◆ Task to carry out ◆
Copy every entry as is. Leave images out.

◆ Information ◆
*** Block opens ***

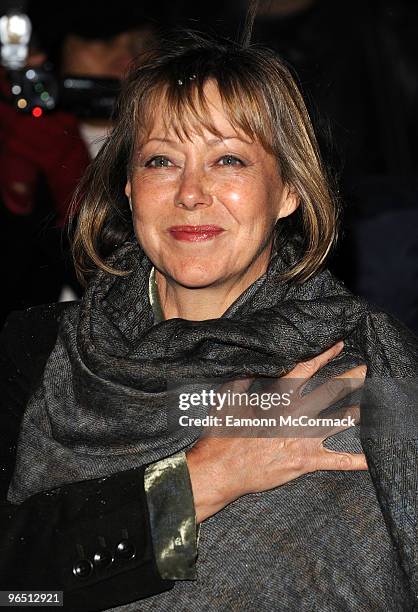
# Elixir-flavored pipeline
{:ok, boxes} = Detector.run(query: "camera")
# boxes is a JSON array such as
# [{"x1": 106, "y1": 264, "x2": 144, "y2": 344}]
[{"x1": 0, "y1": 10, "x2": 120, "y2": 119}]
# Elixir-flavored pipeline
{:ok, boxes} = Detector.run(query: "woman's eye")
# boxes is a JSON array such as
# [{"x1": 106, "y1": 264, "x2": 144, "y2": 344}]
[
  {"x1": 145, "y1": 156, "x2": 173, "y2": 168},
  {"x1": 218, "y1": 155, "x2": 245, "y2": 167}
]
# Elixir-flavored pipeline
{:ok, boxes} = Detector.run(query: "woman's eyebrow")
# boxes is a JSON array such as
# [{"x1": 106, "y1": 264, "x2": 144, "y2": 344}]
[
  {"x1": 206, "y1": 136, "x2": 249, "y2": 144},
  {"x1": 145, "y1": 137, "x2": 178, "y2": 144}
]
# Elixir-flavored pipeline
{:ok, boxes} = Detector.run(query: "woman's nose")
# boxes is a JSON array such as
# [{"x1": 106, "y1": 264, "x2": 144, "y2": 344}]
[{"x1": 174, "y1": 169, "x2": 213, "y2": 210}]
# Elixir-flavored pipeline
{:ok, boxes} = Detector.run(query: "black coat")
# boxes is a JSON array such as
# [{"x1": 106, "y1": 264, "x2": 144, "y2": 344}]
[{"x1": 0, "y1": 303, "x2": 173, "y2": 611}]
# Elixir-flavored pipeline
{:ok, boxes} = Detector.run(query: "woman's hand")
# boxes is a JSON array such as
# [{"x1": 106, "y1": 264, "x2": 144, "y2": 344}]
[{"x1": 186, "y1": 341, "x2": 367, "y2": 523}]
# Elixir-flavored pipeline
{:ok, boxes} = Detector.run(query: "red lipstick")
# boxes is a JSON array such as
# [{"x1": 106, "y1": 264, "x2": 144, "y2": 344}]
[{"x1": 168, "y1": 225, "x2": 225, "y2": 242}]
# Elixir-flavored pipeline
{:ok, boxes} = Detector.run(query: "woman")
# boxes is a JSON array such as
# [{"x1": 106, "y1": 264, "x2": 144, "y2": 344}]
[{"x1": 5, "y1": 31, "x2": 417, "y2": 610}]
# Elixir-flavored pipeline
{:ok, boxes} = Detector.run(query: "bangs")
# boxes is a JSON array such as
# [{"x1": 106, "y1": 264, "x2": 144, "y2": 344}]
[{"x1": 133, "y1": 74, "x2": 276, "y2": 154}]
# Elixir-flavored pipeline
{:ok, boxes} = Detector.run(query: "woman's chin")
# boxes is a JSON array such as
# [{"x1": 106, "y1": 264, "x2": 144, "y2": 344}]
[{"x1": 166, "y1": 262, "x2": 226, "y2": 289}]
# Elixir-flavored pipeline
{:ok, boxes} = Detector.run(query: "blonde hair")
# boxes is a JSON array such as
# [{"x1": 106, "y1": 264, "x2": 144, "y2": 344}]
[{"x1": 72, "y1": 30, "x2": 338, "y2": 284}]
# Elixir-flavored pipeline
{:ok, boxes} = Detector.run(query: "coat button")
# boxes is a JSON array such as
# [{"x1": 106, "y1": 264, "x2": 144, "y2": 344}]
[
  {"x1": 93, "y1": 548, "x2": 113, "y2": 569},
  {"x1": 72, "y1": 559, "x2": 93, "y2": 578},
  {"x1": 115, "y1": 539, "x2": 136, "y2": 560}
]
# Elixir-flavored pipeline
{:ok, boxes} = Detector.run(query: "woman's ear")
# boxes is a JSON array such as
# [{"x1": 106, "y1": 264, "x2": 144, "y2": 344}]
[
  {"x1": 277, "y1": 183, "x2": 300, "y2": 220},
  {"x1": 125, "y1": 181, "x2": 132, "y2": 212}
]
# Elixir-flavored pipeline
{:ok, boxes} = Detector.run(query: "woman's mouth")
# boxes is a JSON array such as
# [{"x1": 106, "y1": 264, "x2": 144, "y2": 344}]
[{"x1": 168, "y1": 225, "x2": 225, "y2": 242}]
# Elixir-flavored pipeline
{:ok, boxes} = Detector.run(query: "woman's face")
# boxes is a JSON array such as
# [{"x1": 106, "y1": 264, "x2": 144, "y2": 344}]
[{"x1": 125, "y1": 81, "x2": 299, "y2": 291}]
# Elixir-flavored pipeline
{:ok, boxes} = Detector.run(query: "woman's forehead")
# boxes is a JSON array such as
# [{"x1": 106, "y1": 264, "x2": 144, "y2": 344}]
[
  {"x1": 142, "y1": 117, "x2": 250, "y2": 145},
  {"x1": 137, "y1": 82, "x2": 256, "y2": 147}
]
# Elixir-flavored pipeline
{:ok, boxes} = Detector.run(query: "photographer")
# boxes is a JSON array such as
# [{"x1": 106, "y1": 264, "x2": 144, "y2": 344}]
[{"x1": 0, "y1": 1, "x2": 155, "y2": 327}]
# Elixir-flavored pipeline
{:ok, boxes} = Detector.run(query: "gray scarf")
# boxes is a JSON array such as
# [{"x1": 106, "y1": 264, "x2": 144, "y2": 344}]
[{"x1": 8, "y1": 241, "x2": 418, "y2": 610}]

*** Block closes ***

◆ Your response ◆
# Elixir-flavored pipeline
{:ok, boxes} = Detector.run(query: "camera")
# boxes is a JSON array such as
# [{"x1": 106, "y1": 264, "x2": 144, "y2": 344}]
[{"x1": 0, "y1": 10, "x2": 120, "y2": 119}]
# Elixir-flavored pipeline
{:ok, boxes} = Detector.run(query: "woman's eye")
# boxes is a JSON array such as
# [{"x1": 106, "y1": 264, "x2": 144, "y2": 344}]
[
  {"x1": 145, "y1": 156, "x2": 173, "y2": 168},
  {"x1": 218, "y1": 155, "x2": 245, "y2": 167}
]
# Elixir-flavored pipeline
{:ok, boxes} = Detector.run(query: "woman's eyebrow")
# boxes is a JSON array such as
# [{"x1": 106, "y1": 264, "x2": 144, "y2": 344}]
[
  {"x1": 206, "y1": 136, "x2": 249, "y2": 144},
  {"x1": 145, "y1": 137, "x2": 178, "y2": 144}
]
# Elixir-flavored pipeline
{:ok, boxes} = Detector.run(query: "woman's nose")
# boxes is a JSON array such as
# [{"x1": 106, "y1": 264, "x2": 144, "y2": 344}]
[{"x1": 174, "y1": 169, "x2": 213, "y2": 210}]
# Elixir-flavored pipeline
{:ok, boxes} = Detector.run(query: "black coat")
# boxes is a JSON array such as
# [{"x1": 106, "y1": 264, "x2": 144, "y2": 344}]
[{"x1": 0, "y1": 303, "x2": 173, "y2": 611}]
# Elixir-flavored pipeline
{:ok, boxes} = Detector.run(query: "woman's hand")
# boxes is a JSON array such as
# [{"x1": 106, "y1": 264, "x2": 144, "y2": 344}]
[{"x1": 186, "y1": 341, "x2": 367, "y2": 523}]
# Elixir-flavored pipeline
{:ok, boxes} = Detector.run(query: "red lipstick")
# boxes is a JSON array such as
# [{"x1": 106, "y1": 264, "x2": 144, "y2": 344}]
[{"x1": 168, "y1": 225, "x2": 225, "y2": 242}]
# Elixir-flavored pipeline
{:ok, boxes} = Detector.run(query: "woman")
# boxes is a JSON array such as
# [{"x1": 106, "y1": 264, "x2": 144, "y2": 344}]
[{"x1": 5, "y1": 31, "x2": 417, "y2": 610}]
# Elixir-flavored pipeline
{:ok, boxes} = Detector.run(query: "bangs")
# boxes is a JSON array such as
# [{"x1": 106, "y1": 264, "x2": 144, "y2": 344}]
[{"x1": 133, "y1": 74, "x2": 276, "y2": 154}]
# Elixir-flavored pipeline
{:ok, boxes} = Detector.run(query: "woman's chin")
# boxes is a JSON array such as
# [{"x1": 106, "y1": 264, "x2": 144, "y2": 344}]
[{"x1": 166, "y1": 262, "x2": 226, "y2": 289}]
# Elixir-flavored pipeline
{:ok, boxes} = Detector.run(query: "blonde hair")
# boxes is a JSON array such as
# [{"x1": 106, "y1": 264, "x2": 144, "y2": 344}]
[{"x1": 72, "y1": 30, "x2": 338, "y2": 284}]
# Elixir-flavored pipeline
{:ok, boxes} = Detector.run(query: "coat button")
# boxes is a JSON array such as
# [{"x1": 106, "y1": 264, "x2": 144, "y2": 344}]
[
  {"x1": 93, "y1": 548, "x2": 113, "y2": 569},
  {"x1": 72, "y1": 559, "x2": 93, "y2": 578},
  {"x1": 115, "y1": 539, "x2": 136, "y2": 560}
]
# Elixir-flavored pipeline
{:ok, boxes} = Detector.run(query: "woman's ear")
# boxes is a JSON array such as
# [{"x1": 106, "y1": 264, "x2": 144, "y2": 344}]
[
  {"x1": 277, "y1": 183, "x2": 300, "y2": 220},
  {"x1": 125, "y1": 181, "x2": 132, "y2": 212}
]
# Elixir-flavored pipeline
{:ok, boxes} = Detector.run(query: "woman's mouth")
# boxes is a JSON array such as
# [{"x1": 106, "y1": 264, "x2": 144, "y2": 344}]
[{"x1": 168, "y1": 225, "x2": 225, "y2": 242}]
# Elixir-flavored pipeline
{:ok, boxes} = Detector.run(query: "woman's face")
# boxes is a JSON array such as
# [{"x1": 106, "y1": 264, "x2": 144, "y2": 344}]
[{"x1": 125, "y1": 81, "x2": 299, "y2": 291}]
# Elixir-flavored pipeline
{:ok, boxes} = Detector.run(query: "woman's forehead")
# boxes is a JSON array such as
# [{"x1": 106, "y1": 264, "x2": 144, "y2": 344}]
[
  {"x1": 142, "y1": 117, "x2": 250, "y2": 145},
  {"x1": 137, "y1": 82, "x2": 256, "y2": 147}
]
# Elixir-flavored pipeline
{:ok, boxes} = Detector.run(query: "photographer")
# boxes is a JSON array such as
# [{"x1": 106, "y1": 264, "x2": 144, "y2": 344}]
[{"x1": 0, "y1": 1, "x2": 155, "y2": 327}]
# Elixir-flavored pipeline
{:ok, boxes} = Detector.run(query: "gray scarf")
# boxes is a JSON array such as
# [{"x1": 106, "y1": 264, "x2": 144, "y2": 344}]
[{"x1": 8, "y1": 241, "x2": 418, "y2": 610}]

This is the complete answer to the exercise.